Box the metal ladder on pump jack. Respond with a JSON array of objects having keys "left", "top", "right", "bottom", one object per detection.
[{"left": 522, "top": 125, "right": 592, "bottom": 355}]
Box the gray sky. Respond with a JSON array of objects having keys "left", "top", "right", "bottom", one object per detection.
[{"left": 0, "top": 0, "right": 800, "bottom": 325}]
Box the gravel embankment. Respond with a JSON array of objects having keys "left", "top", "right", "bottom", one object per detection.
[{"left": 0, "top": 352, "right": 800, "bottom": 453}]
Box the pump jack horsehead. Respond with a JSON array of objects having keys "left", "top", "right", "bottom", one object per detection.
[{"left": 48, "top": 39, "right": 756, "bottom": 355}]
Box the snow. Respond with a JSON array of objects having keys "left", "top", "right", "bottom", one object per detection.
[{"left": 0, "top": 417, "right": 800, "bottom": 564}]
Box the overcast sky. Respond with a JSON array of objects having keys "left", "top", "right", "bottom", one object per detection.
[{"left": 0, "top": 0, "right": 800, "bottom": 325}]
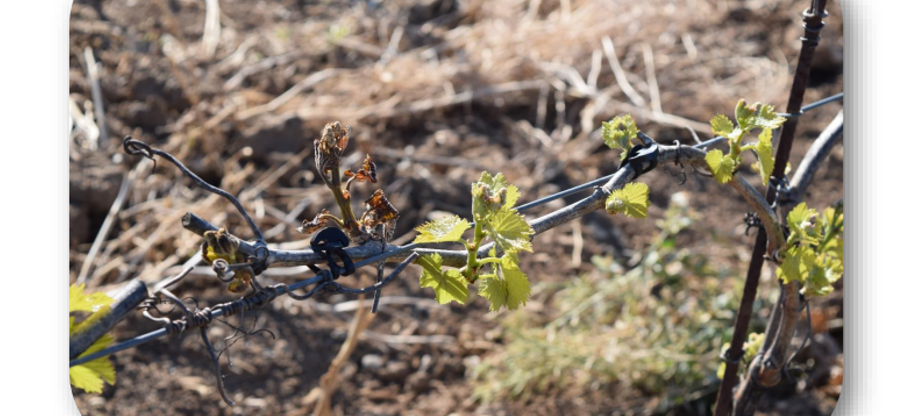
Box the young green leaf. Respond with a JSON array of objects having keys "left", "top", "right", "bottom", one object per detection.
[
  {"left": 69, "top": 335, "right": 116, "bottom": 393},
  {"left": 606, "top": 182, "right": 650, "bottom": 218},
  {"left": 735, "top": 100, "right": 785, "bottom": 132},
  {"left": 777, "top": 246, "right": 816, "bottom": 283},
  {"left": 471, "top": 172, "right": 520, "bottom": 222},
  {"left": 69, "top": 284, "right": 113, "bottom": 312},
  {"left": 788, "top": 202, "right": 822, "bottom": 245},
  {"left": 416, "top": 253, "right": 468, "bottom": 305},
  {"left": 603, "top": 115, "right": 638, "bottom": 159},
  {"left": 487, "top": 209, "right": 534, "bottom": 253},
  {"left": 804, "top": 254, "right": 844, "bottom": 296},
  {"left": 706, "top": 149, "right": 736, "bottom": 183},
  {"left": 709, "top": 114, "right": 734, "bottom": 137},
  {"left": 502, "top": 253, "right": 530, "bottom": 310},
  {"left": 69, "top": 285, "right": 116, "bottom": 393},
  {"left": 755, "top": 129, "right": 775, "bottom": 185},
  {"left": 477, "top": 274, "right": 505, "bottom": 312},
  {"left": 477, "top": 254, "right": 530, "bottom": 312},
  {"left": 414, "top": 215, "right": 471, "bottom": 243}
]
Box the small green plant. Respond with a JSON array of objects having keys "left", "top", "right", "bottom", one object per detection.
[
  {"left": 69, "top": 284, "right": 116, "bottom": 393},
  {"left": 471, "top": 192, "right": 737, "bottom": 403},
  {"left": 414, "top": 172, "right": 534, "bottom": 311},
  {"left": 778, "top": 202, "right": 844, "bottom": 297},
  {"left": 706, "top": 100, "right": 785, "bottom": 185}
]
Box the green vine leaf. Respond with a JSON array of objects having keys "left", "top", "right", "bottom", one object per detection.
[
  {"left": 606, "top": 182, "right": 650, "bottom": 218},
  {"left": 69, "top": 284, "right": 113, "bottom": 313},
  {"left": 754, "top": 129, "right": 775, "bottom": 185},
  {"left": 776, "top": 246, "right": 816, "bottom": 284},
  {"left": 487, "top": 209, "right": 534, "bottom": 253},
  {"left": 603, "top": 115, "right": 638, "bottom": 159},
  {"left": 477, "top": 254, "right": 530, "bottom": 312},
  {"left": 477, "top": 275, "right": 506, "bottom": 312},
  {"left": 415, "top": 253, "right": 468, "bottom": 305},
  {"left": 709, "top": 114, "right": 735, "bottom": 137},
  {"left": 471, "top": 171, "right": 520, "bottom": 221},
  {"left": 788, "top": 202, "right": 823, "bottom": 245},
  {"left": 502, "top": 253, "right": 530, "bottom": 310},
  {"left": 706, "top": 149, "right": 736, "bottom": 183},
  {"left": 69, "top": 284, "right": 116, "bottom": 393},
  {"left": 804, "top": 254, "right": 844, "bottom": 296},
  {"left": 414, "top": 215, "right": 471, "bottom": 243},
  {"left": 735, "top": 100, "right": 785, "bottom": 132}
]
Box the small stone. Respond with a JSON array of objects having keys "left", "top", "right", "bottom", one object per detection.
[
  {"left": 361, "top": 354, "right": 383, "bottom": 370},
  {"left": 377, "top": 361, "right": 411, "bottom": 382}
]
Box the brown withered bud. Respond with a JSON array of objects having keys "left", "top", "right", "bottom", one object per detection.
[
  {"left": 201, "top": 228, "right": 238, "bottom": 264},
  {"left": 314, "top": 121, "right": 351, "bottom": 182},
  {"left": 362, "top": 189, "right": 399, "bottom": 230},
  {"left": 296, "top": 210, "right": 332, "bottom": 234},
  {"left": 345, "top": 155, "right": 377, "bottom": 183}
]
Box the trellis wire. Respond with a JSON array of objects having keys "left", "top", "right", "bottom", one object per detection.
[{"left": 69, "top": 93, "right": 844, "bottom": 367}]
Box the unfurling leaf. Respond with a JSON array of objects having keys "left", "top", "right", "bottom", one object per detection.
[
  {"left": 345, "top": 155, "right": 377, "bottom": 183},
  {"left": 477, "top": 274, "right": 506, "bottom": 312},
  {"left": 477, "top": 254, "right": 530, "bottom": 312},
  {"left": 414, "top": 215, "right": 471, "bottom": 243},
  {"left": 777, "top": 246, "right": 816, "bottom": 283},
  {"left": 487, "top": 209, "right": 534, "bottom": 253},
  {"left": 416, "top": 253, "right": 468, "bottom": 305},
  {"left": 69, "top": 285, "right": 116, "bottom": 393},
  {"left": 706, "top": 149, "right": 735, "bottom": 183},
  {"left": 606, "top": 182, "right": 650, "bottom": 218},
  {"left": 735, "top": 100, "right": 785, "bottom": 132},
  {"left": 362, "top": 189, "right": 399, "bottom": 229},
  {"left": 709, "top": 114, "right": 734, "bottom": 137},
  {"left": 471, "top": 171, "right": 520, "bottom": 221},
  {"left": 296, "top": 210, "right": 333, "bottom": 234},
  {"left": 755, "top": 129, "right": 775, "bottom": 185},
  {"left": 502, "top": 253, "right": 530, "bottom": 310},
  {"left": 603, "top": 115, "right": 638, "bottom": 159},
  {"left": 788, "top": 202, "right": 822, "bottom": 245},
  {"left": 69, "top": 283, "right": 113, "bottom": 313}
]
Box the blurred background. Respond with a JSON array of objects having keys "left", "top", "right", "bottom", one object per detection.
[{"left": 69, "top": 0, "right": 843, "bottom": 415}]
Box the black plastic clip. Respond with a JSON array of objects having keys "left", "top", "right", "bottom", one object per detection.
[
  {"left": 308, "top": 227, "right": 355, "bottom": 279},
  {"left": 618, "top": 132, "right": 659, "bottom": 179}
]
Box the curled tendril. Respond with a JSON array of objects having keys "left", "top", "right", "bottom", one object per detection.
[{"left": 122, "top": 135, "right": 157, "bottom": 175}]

==

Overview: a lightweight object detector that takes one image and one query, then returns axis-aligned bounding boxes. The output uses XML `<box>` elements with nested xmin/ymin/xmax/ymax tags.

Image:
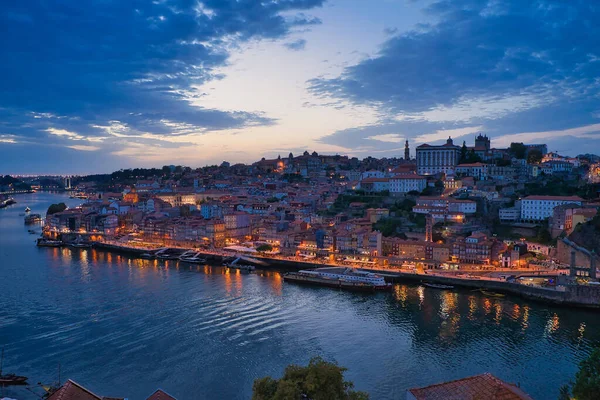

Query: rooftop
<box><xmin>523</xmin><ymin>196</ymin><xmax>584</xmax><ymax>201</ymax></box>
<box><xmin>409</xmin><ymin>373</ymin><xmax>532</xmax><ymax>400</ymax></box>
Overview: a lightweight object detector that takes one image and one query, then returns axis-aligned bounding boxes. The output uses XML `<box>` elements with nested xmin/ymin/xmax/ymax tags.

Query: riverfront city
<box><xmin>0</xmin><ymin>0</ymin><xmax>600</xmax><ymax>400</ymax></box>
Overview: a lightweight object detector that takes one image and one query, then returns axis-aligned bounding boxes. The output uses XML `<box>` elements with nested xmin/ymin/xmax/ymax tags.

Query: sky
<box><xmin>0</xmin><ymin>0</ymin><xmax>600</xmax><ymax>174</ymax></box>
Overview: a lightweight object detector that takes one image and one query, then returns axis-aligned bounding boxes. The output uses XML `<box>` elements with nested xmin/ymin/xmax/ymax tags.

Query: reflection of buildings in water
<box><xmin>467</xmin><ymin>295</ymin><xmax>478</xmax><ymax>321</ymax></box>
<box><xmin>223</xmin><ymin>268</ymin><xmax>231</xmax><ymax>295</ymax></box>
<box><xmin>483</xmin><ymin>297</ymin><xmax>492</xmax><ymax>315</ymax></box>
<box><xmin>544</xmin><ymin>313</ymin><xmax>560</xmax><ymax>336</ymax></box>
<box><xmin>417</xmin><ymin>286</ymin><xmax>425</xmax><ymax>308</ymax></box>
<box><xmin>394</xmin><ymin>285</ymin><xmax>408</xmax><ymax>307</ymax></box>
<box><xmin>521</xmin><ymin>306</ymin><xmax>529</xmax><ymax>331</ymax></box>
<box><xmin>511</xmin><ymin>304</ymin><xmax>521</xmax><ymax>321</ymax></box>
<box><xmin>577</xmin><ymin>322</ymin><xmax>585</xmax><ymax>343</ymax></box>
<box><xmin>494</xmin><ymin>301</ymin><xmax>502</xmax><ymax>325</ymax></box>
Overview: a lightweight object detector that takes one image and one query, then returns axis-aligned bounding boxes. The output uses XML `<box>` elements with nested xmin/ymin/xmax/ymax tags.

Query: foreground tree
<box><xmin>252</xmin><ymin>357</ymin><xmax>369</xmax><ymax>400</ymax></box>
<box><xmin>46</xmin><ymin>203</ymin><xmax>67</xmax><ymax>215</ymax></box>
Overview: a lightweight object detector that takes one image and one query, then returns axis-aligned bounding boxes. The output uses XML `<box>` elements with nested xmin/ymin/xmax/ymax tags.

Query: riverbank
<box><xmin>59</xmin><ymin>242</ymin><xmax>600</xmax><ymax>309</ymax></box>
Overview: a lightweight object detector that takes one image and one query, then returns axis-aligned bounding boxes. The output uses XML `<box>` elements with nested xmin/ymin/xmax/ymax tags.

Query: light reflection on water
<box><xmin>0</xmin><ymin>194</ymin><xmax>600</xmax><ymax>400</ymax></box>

EXERCISE DETAILS:
Tally how many lines in the items above contain the word "small". Reply with the number alone.

FULL ANSWER:
2